Please copy out, word for word, the stretch of the material below from the line containing "Agricultural drone survey: scan the aerial photo for clothing" through the line containing "113, 197, 272, 334", including both of those lines.

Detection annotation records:

· · · ·

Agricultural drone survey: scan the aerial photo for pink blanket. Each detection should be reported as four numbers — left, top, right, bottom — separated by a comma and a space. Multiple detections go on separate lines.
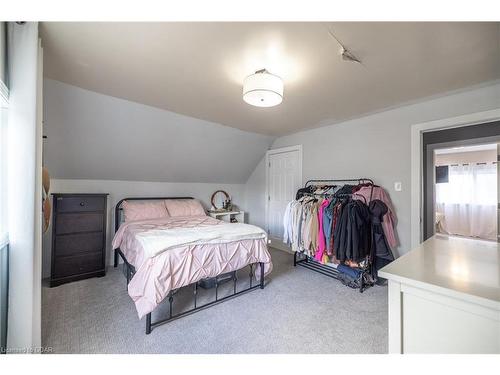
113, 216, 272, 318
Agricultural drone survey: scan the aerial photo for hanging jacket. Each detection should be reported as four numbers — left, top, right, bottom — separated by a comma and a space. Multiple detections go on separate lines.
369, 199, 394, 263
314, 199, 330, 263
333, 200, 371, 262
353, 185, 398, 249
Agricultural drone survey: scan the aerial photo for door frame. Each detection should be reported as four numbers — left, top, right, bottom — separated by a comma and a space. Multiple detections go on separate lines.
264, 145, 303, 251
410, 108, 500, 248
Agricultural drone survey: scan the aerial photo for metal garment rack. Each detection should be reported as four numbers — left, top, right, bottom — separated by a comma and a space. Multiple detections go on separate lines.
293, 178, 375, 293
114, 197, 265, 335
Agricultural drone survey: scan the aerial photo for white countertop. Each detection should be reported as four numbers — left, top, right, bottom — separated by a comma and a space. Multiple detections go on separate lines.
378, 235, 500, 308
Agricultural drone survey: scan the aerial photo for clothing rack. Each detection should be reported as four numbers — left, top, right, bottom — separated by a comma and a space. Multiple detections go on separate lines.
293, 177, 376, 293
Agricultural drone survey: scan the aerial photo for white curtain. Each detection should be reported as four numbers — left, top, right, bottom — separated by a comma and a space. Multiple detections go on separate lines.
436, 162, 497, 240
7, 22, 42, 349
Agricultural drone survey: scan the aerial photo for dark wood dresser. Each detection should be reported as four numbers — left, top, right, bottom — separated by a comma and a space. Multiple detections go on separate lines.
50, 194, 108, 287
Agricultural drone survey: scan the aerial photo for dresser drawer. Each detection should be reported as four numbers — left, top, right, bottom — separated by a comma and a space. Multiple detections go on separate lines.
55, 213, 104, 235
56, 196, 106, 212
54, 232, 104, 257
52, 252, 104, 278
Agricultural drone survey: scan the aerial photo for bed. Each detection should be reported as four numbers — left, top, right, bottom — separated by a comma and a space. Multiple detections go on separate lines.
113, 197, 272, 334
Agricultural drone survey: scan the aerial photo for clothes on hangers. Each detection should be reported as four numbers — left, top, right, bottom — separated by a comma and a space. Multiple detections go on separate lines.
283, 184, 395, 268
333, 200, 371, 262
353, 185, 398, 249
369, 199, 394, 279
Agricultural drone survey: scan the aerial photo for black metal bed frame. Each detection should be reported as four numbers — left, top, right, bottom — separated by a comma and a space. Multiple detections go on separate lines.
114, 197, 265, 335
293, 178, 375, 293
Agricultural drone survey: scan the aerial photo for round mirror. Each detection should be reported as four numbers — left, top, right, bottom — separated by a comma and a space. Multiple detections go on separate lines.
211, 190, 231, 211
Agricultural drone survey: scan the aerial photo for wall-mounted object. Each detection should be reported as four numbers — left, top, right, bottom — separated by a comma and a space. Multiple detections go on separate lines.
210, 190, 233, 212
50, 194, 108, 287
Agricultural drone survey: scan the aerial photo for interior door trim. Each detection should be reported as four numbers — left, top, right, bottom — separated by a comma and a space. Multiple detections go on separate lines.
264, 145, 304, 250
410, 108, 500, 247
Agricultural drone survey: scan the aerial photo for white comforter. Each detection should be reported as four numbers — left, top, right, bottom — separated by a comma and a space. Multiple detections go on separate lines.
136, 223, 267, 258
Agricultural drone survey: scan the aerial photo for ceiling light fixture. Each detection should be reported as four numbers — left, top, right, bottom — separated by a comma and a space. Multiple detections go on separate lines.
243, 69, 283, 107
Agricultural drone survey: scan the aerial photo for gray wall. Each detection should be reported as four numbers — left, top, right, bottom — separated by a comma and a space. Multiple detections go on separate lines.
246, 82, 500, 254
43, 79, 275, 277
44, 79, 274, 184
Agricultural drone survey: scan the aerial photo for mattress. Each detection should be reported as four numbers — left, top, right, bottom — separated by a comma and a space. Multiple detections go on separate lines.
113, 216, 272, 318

· · · ·

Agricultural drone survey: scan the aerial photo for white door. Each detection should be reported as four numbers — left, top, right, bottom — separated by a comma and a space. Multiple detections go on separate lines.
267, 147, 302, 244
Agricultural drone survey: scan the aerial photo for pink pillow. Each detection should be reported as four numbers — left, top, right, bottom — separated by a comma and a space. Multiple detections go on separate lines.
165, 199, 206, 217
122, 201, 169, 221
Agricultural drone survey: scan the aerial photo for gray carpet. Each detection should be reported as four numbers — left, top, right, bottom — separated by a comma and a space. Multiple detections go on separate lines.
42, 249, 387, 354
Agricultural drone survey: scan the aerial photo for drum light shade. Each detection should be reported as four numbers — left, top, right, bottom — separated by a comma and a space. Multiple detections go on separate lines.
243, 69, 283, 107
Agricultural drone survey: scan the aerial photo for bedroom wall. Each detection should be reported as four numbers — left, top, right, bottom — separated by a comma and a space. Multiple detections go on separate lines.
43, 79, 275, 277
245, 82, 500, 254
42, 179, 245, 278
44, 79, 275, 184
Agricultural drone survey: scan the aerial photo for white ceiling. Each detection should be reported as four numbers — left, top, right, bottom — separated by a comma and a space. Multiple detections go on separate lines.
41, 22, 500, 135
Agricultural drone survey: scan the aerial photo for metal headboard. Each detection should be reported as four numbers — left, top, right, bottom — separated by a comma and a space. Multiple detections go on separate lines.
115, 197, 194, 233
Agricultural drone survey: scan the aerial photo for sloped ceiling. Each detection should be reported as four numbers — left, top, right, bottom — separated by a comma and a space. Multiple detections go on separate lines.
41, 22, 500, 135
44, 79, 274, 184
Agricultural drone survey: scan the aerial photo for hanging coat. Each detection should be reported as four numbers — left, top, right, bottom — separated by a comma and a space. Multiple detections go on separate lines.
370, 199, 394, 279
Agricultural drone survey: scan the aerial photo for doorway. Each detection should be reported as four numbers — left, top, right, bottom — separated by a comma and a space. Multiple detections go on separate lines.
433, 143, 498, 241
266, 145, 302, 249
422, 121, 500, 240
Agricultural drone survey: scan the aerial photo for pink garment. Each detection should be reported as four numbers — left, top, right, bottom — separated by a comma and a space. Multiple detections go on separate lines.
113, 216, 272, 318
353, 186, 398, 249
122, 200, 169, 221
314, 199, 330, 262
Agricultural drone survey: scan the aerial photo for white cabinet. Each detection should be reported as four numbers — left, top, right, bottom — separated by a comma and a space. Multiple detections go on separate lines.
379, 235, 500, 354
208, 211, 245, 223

· · · ·

TASK RESULT.
Agricultural drone survey: scan the aerial photo for clothing rack. Each detection should be reported as four numbers — left, top, right, bottom — separated by a comma and a space. Multiple detections go on separate lines.
293, 177, 376, 293
Agricultural drone survey: scan the aerial photo for white curtain. Each detection should be reported as four numbers — left, top, right, bottom — separated by a comma and a space. Multiple detections go on separate lines.
436, 162, 497, 240
7, 22, 42, 349
Agricultural drone survey: scan the aerial photo for dark wood dresser. Each detection should be reported as four numbers — left, top, right, bottom — separated by a comma and a space. Multiple detections go on separate lines.
50, 194, 108, 287
Agricultural drone survey: scan the aerial photo for dresser drawer. Each detection should be reported as four numbers — left, top, right, bottom — separated by a comma and a space. Multiple detections go on separate lines.
55, 213, 104, 235
56, 196, 106, 212
54, 232, 104, 257
52, 252, 104, 278
Agricultural drone survey: scan the aerial photo for bed. Each detection should be reported as four numbers — left, top, right, bottom — separated by a comma and a space. Multiple detections go on separate lines.
113, 197, 272, 334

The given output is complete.